How American Astronomers Solved the Mystery of Variation

by Bill E. Carter & Merri Sue Carter

Pub Date: Nov. 1st, 2002
ISBN: 1-55750-016-9
Publisher: Naval Institute Press

The Carters, a father-daughter geodesist-astronomer team, tell the story of how an actuary at a life-insurance company, in 1891, came to understand latitudinal variation and nail down its law.

Among the most vexing problems for 19th-century astronomers was the unpredictable scatter of their celestial observations due to unexplained problems with the angle of aberration and parallax. Although variation in latitude—that is, the mysterious movement of a place relative to the fixed line of latitude—had been suggested as the culprit for some time, it was not until Seth Chandler, an American amateur astronomer working in the life-insurance industry, devised his own tools for measurement. Chandler’s measurements were then reconciled with dynamic theory by Simon Newcomb, and the variation was understood. The reasons for it came to be known as the Chandler Wobble, after the movement of the Earth’s pole, but that doesn’t come close to explaining the phenomenon, and the Carters suffer no fools in their story. Their story sits in that funny land between popular study and learned essay. The Carters have decided not to eschew the language of science (“the centrifugal force acting on any point in a rotating body increases linearly with the distance from the axis of rotation, and the square of the angular velocity”). Despite the slices of historical narrative and biographical material, this is destined mainly for an enlightened amateur audience comfortable with the language. At the same time, there are windows of opportunity for the non-specialist to become acquainted with physical properties of Earth, including the revolution of Earth’s pole, fluidity, elasticity, centrifugal force, and periodicity, which in turn may offer readers a glimmer as to why their personal GPS devices may need minute recalibrations every so often.

Wading through the physics of it all, the Carters manage to convey a sense of Earth’s dynamic nature—the swiftness of its transformations—and the impermanence of all things measured.

[Supplied records]
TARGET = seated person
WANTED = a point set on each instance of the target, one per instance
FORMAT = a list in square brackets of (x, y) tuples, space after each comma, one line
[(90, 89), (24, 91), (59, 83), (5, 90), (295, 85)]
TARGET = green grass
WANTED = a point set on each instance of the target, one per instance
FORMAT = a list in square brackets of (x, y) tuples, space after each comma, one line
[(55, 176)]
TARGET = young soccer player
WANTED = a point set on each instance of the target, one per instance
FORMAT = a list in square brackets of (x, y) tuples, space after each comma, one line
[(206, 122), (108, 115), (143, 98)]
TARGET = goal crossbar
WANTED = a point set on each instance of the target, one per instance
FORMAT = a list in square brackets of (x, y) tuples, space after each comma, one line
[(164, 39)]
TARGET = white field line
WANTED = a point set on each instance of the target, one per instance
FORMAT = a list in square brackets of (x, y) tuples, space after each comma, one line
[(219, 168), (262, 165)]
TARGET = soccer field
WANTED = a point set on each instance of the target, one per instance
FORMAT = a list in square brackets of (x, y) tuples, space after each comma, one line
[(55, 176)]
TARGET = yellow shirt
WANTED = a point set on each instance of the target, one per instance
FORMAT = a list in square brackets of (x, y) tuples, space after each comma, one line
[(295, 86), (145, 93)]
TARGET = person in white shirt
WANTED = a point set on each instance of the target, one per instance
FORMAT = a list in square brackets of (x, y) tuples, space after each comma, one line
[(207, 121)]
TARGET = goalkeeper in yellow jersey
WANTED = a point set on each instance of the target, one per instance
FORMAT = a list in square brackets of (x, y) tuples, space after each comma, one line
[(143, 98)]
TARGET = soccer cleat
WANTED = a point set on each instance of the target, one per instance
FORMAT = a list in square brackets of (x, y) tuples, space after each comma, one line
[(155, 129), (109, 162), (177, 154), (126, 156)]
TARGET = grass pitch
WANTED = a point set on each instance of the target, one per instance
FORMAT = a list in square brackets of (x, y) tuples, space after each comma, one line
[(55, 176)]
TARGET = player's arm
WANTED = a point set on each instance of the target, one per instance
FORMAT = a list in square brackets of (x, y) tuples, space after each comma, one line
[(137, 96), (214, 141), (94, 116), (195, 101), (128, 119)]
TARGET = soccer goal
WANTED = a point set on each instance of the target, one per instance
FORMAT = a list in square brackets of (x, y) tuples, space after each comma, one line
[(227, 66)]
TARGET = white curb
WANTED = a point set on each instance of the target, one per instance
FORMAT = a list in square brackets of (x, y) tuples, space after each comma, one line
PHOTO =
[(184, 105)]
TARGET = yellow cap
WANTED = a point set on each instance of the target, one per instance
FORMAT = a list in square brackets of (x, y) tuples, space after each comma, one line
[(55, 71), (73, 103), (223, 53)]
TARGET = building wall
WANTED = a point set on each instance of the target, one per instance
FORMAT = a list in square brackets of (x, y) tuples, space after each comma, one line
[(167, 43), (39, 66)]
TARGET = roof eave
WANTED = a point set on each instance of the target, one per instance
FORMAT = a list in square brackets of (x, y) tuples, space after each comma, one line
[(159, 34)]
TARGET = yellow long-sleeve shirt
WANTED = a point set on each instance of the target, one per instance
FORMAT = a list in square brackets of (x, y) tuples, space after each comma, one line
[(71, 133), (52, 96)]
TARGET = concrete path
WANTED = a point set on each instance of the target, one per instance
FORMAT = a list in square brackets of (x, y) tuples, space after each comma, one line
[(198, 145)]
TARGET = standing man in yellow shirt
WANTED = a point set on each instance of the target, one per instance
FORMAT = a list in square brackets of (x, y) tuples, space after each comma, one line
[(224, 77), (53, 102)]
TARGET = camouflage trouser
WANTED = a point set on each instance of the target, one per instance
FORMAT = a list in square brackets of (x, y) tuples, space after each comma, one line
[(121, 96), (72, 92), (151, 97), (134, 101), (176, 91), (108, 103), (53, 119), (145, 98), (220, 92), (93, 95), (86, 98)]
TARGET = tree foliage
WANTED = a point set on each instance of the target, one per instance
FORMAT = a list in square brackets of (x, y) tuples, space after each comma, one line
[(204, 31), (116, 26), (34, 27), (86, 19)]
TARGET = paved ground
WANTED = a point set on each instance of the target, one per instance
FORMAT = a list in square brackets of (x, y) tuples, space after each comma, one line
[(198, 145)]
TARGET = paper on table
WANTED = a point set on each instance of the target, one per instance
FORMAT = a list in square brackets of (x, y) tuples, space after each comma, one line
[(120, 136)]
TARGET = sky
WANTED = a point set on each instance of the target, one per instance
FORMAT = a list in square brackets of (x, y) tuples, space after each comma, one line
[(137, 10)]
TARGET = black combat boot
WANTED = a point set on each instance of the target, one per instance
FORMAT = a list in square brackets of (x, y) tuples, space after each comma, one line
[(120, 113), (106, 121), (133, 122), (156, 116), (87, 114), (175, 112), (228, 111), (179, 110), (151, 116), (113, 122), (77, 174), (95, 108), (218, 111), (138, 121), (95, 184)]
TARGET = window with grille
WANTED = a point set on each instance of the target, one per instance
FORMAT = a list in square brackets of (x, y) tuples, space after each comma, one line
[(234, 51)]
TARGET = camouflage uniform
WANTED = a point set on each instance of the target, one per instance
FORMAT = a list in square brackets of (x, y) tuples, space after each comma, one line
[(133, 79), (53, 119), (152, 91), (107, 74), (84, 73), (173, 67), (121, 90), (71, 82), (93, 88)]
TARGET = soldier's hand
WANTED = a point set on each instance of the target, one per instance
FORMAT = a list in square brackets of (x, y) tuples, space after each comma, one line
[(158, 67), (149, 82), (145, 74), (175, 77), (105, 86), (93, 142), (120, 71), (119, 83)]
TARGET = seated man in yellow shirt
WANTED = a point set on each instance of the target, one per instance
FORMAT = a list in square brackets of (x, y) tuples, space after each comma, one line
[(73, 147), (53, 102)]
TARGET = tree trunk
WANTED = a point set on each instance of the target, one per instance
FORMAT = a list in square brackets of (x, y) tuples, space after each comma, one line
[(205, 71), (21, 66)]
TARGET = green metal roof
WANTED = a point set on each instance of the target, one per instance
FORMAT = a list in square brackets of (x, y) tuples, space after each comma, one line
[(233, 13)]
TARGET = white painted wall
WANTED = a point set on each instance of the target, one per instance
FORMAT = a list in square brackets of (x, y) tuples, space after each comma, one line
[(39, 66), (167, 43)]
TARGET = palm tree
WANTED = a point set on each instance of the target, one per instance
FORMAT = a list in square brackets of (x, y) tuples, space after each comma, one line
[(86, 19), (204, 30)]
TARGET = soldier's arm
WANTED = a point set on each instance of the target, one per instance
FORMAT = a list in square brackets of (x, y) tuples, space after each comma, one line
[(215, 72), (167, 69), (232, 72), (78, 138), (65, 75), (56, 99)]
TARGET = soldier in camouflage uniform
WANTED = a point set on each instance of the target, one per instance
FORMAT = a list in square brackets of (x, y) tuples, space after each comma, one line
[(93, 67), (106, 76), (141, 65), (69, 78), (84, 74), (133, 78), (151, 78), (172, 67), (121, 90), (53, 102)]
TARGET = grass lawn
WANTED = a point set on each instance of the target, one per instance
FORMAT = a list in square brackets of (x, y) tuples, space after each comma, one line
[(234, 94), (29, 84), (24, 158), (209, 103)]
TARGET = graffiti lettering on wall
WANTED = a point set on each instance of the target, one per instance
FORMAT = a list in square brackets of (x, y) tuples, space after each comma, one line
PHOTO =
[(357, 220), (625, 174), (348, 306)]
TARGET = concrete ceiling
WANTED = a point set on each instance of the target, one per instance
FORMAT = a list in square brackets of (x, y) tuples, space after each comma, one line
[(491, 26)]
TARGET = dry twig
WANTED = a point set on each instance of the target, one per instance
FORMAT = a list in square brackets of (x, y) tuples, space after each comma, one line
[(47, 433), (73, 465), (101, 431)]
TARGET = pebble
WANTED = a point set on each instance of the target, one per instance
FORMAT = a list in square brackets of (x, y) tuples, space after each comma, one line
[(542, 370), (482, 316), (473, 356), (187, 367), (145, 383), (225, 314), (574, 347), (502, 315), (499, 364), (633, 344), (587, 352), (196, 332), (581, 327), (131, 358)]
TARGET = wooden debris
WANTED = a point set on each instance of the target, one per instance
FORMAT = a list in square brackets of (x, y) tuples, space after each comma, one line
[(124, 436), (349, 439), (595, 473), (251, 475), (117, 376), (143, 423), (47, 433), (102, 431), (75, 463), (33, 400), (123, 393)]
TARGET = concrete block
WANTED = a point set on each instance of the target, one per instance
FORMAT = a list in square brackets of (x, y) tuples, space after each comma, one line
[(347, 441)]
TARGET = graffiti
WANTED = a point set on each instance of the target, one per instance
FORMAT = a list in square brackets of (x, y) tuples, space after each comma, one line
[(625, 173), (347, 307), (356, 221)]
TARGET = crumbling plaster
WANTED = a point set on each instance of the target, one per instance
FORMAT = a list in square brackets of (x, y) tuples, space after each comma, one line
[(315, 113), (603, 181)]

[Problems]
1. How would you render this sentence from the book review in Spanish: "Their story sits in that funny land between popular study and learned essay."
2. Can you answer these questions from the book review?
(a) In what year did the life-insurance actuary come to understand latitudinal variation?
(b) Who reconciled Chandler's measurements with dynamic theory?
(c) Which press published the book?
The lines are separate material from the book review.

[Answers given]
1. Su relato se sitúa en ese curioso terreno entre el estudio divulgativo y el ensayo erudito.

2.
(a) 1891
(b) Simon Newcomb
(c) Naval Institute Press